Work instructions >> Update every one of the items below so that "pixel deepest inside the object" becomes "most central pixel of the object" wherever it occurs, and keep all other wording the same.

Entries shown >>

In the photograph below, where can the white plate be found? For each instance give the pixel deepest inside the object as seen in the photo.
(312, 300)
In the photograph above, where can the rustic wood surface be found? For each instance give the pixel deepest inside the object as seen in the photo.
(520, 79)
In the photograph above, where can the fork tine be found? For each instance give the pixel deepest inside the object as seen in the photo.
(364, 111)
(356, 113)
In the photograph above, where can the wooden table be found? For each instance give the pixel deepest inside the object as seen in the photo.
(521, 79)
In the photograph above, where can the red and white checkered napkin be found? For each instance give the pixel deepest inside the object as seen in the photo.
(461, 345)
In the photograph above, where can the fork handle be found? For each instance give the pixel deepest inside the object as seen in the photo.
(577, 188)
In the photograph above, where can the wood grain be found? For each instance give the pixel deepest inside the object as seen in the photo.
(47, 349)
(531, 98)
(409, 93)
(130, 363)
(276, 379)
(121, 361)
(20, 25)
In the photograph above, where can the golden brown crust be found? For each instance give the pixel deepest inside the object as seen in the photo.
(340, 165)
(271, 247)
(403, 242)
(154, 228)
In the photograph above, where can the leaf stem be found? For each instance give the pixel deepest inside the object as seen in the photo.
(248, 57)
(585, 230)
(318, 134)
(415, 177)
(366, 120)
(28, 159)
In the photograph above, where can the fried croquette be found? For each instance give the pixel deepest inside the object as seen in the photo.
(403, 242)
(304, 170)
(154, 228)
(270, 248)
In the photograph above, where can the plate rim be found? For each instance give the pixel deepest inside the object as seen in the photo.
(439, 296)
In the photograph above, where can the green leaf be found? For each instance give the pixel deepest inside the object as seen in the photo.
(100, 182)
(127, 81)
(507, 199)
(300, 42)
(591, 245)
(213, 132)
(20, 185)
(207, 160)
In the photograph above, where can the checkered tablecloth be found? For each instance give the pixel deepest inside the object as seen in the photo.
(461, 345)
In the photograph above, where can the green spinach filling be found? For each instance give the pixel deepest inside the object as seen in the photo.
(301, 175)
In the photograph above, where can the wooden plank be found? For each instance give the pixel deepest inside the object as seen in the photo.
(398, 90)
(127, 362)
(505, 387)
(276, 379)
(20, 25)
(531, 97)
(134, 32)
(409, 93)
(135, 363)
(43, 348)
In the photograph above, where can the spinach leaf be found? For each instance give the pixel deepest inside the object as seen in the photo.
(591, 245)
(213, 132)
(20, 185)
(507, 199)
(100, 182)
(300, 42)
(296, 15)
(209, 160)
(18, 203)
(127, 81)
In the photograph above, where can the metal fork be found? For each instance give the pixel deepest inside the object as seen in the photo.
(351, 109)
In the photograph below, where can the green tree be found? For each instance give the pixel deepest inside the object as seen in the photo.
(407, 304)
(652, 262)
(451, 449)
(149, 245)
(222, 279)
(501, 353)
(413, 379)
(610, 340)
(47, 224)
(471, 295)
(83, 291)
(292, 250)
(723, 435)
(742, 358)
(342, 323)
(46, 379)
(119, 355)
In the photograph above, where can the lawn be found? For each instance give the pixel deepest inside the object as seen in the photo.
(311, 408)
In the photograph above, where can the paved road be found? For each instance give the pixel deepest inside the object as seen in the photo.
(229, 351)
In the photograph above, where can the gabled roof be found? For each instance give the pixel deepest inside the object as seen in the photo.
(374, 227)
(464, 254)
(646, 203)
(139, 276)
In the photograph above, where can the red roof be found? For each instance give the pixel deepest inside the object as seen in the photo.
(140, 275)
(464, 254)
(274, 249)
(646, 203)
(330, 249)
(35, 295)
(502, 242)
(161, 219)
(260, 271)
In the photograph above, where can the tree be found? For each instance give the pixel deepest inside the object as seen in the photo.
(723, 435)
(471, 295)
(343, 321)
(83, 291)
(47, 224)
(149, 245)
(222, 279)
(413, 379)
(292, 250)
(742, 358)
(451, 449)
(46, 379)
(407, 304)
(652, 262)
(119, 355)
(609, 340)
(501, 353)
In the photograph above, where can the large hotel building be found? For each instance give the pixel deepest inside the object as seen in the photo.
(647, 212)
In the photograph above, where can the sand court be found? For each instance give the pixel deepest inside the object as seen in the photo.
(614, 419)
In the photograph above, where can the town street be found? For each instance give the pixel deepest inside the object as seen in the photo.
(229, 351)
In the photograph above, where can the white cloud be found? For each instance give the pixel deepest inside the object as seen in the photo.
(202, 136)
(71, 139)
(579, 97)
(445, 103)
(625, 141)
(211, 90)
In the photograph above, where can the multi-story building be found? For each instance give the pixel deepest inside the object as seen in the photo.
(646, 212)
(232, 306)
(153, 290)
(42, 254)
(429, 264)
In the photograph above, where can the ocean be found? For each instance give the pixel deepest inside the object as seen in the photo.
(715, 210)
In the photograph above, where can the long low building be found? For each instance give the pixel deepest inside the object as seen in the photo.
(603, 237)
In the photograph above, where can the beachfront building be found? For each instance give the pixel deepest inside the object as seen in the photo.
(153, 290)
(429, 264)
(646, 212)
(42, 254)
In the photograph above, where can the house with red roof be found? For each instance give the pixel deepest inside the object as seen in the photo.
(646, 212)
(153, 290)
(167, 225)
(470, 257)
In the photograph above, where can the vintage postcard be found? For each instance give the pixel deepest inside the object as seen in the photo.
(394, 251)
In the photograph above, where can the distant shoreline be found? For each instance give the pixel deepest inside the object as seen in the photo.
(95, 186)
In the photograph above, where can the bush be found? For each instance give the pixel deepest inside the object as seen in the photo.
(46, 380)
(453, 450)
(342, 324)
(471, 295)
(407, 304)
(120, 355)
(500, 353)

Finished task >>
In the photograph below, where can the white plate be found? For each instance give the most central pixel of the object as seen in the photo.
(312, 300)
In the photograph above, where can the rustic wood surface be found? For each instance give the most central pixel of the object as seen in the photo.
(520, 79)
In the photograph above, where can the fork tine be found? For each instance give the most central pixel of the object as seen in the photo.
(364, 111)
(356, 113)
In the photograph above, where can the wooden table be found? For each instance give the most central pixel of the object as seen in the photo.
(521, 79)
In the photograph above, where can the red and white checkered napkin be found? For each instance give the most central pixel of the object as seen in the photo.
(461, 345)
In the photograph above, where can the fork handle be found? For each instance give the most central pixel of the object as seen in the photo.
(577, 188)
In the photograph above, where can the wood grain be found? For each instance give the most central pixel of the object as seen in the photo.
(47, 349)
(531, 98)
(409, 93)
(130, 363)
(276, 379)
(121, 361)
(20, 25)
In the photograph above, where can the golden brown crust be found? For each instance give the most central pixel of the object as seen in the photo.
(340, 165)
(271, 247)
(403, 242)
(154, 228)
In the photograph above, where can the leaf stem be found? For each instance give the most central pixel of the object as seen in the photo.
(248, 57)
(585, 230)
(318, 134)
(415, 177)
(366, 120)
(28, 159)
In the photograph above, where can the fried croquette be found? For each instance give the most central pixel of the object as seen in the photo.
(403, 242)
(304, 170)
(154, 228)
(270, 248)
In the photograph above, where can the plate rim be found? For each instance give the most central pixel of the object as seen in the photo.
(439, 296)
In the photograph above, where can the green leaf be found? For each instance give the most central pixel of the object as seen in the photo.
(100, 182)
(127, 81)
(507, 199)
(300, 42)
(591, 245)
(213, 132)
(20, 185)
(207, 160)
In the photograph above, where can the checkered tablecloth be found? For each instance give the most central pixel of the object as seen in the photo.
(461, 345)
In the photograph above, where can the green spinach filling be found? For each instance give the most central pixel of the object as seen in the photo.
(301, 175)
In the photograph above, where can the wooden plank be found? For each instance give the most central pixel of the object as seen in the photo.
(398, 90)
(127, 362)
(505, 387)
(276, 379)
(20, 25)
(531, 97)
(134, 32)
(409, 93)
(135, 363)
(43, 348)
In the photograph above, where can the spinach leaf be found? For each instance give the most central pixel of the object as seen in the photo.
(591, 245)
(213, 132)
(20, 185)
(507, 199)
(100, 182)
(300, 42)
(296, 15)
(209, 160)
(18, 203)
(127, 81)
In the photograph above, where can the metal fork be found? For each instance give the most central pixel of the object as seen in the photo.
(351, 109)
In the photograph below, where can the green tree be found? For each instance give the most central pixel of the object as seen in the photo.
(407, 304)
(652, 262)
(451, 449)
(149, 245)
(222, 279)
(501, 353)
(413, 379)
(610, 340)
(47, 224)
(471, 295)
(83, 291)
(292, 250)
(723, 435)
(742, 358)
(342, 323)
(46, 379)
(119, 355)
In the photograph above, where can the lawn be found? For each instance give the most central pixel of the object as seen in the photo.
(311, 408)
In the photograph above, where can the paved road be found? For each instance give the most central pixel of the object as seen in the photo.
(229, 351)
In the photograph above, where can the gabled roof be found? For each instance give the most central pixel of the object as seen in the photo.
(374, 227)
(464, 254)
(646, 203)
(139, 276)
In the photograph above, where can the red roof be found? For each instance give the most central pixel of the object as seen in the photo.
(140, 275)
(464, 254)
(274, 249)
(646, 203)
(330, 249)
(35, 295)
(502, 242)
(161, 219)
(260, 271)
In the photograph above, where can the tree be found? For each instance give the most central pixel of the object as seen in the photo.
(723, 435)
(471, 295)
(343, 321)
(83, 291)
(47, 224)
(149, 245)
(222, 279)
(413, 379)
(292, 250)
(742, 358)
(451, 449)
(46, 379)
(407, 304)
(652, 262)
(119, 355)
(609, 340)
(501, 353)
In the photograph above, where can the large hotel building be found? For each instance give the most central pixel of the object as seen in the photo.
(647, 212)
In the photograph above, where can the sand court be found? For each instance give the most central pixel of the object as seen in the photo.
(614, 419)
In the photograph above, where can the town street be found? For each instance give the most central pixel of the object as seen in the photo.
(229, 351)
In the photograph above, where can the white cloud be found? For each instance give the most central pixel of the object as seen in the photo.
(202, 136)
(71, 139)
(579, 97)
(445, 103)
(625, 141)
(211, 90)
In the photograph above, where can the multi-story building be found? For each instance give the most central pixel of the object as seen in the photo.
(646, 212)
(232, 306)
(153, 290)
(42, 254)
(429, 264)
In the photograph above, where can the ocean be found? For each instance give the most central pixel of the object as seen in the photo.
(715, 210)
In the photograph above, where can the long low building be found? For each instance give the most central pixel of the object as seen in the photo.
(603, 237)
In the photograph above, where can the beachfront building be found? For each instance give the most central pixel of the object as seen in the photo.
(153, 290)
(429, 264)
(646, 212)
(42, 254)
In the photograph above, where can the house with red roof be found? For each instance give the most central pixel of the object as seen in the photo.
(646, 212)
(153, 290)
(167, 225)
(470, 257)
In the photograph above, where can the vintage postcard be found? For each instance give the most central pixel of the object as seen in the photo.
(394, 251)
In the photograph above, where can the distant shoreline be found? For each instance give the most central pixel of the object as seen in the photo.
(95, 186)
In the photograph above, where can the bush be found? For each instance give the most central pixel of the object as seen in the photo.
(46, 380)
(453, 450)
(342, 324)
(471, 295)
(407, 304)
(120, 355)
(500, 353)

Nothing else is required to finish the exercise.